### WHAT YOU NEED TO DO
In the stellar parameter project write-up, reproduce everything from "- Validated data" down to "discarding minority-class stars.", renaming "spectral cohorts" to "spectral classes" throughout.

### TEXT EXCERPT
++++++++++

ASTR199 — Stellar Parameter Prediction via Deep Learning
Two-stage deep learning pipeline predicting stellar Teff, metallicity, and log g from 1M+ row multi-survey photometric catalog, driving log g R² from 0.519 to 0.833.
Role: Machine Learning Researcher · Advisor: Prof. Theissen, UC San Diego · Stack: Python, DuckDB, PyTorch, Pandas, Scikit-learn · Year: 2026
Overview
This project develops a two-stage deep learning pipeline to predict fundamental stellar parameters — Effective Temperature (T_eff), Metallicity ([Fe/H]), and Surface Gravity (log g) — from photometric catalog data. The core challenges are data quality at scale, multi-task loss collapse in joint training, and color-log g degeneracy that standard feature sets cannot resolve. The final pipeline drives log g R² from 0.519 to 0.833 by injecting physics-informed features at inference time.
Data Engineering
- Cross-survey integration: Engineered an ETL pipeline using DuckDB for high-throughput cross-matching and NA handling across ~1M rows spanning 7 photometric catalogs (Gaia, SDSS, WISE, and others).
- Integrated with Pandas for sigma clipping and strict inner joins, retaining only observations with complete, non-conflicting labels.
- Validated data integrity via color-magnitude diagrams and 2D color histograms to confirm expected physical correlations before modeling.
Physics-Informed Feature Engineering
Raw photometric colors are highly collinear — naive PCA loses discriminating information in the correlated subspace. To break this degeneracy:
- Engineered 171 color indices and 19 absolute magnitudes from the raw photometric bands, constructing a physics-informed feature space in Pandas.
- Applied 1-sigma outlier clipping independently across F/G/K/M spectral cohorts to robustly filter background noise without discarding minority-class stars.
- Engineered orthogonal luminosity features to break prediction degeneracy that PCA identified on highly collinear inputs.
Two-Stage Pipeline Architecture
Joint multi-target training collapsed — the model sacrificed less-correlated targets (log g) to minimize total loss on the dominant target (T_eff). To resolve this:
- Stage 1: Trained a dedicated model to predict T_eff from the photometric feature space.
- Stage 2: Injected Stage-1 T_eff predictions as Hertzsprung-Russell diagram proxies, providing a physics-grounded signal that breaks the color-log g degeneracy. This drove log g R² from 0.519 → 0.833.
- Applied Homoscedastic Uncertainty Loss to handle remaining heteroscedastic residuals in the joint loss formulation.
- Strictly enforced train/val/test isolation between pipeline stages to prevent data leakage.
Residual Analysis
- Conducted systematic residual analysis to define model boundaries: diagnosed specific prediction failures on K-dwarfs as a consequence of narrow target variance and long-tail sample imbalance, not model capacity constraints.
- This distinction directed further data collection effort rather than wasted compute on architectural changes.

++++++++++

### THE DATA
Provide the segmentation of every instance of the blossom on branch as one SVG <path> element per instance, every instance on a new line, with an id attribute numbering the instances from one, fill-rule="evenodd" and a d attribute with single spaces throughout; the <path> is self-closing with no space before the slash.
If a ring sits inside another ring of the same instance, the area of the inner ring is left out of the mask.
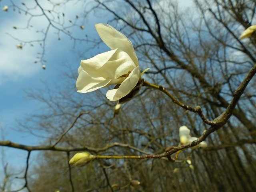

++++++++++

### PROBLEM SOLUTION
- Validated data integrity via color-magnitude diagrams and 2D color histograms to confirm expected physical correlations before modeling.
Physics-Informed Feature Engineering
Raw photometric colors are highly collinear — naive PCA loses discriminating information in the correlated subspace. To break this degeneracy:
- Engineered 171 color indices and 19 absolute magnitudes from the raw photometric bands, constructing a physics-informed feature space in Pandas.
- Applied 1-sigma outlier clipping independently across F/G/K/M spectral classes to robustly filter background noise without discarding minority-class stars.